Job
Update the lines below by changing each "instance" to "occurrence" and keeping everything else the same. Don't include the pictures in your answer.

Collected data entries
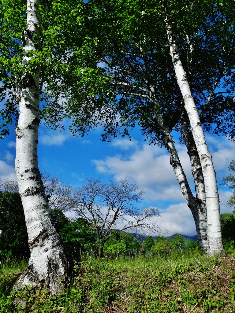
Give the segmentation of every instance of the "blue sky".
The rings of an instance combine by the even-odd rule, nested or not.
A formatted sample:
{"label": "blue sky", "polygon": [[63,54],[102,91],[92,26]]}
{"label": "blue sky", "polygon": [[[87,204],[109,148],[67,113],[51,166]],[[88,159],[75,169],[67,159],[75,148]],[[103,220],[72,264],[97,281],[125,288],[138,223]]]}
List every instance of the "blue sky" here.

Task solution
Give the segmentation of every occurrence of the "blue sky".
The rings of an occurrence combine by the even-odd rule, nested or not.
A formatted sample:
{"label": "blue sky", "polygon": [[63,54],[102,91],[92,26]]}
{"label": "blue sky", "polygon": [[[87,204],[109,148],[67,113],[51,166]],[[88,159],[75,169],[67,159],[75,148]],[[103,220],[72,264],[97,281],[125,288],[138,223]]]}
List every occurrence of the "blue sky" here.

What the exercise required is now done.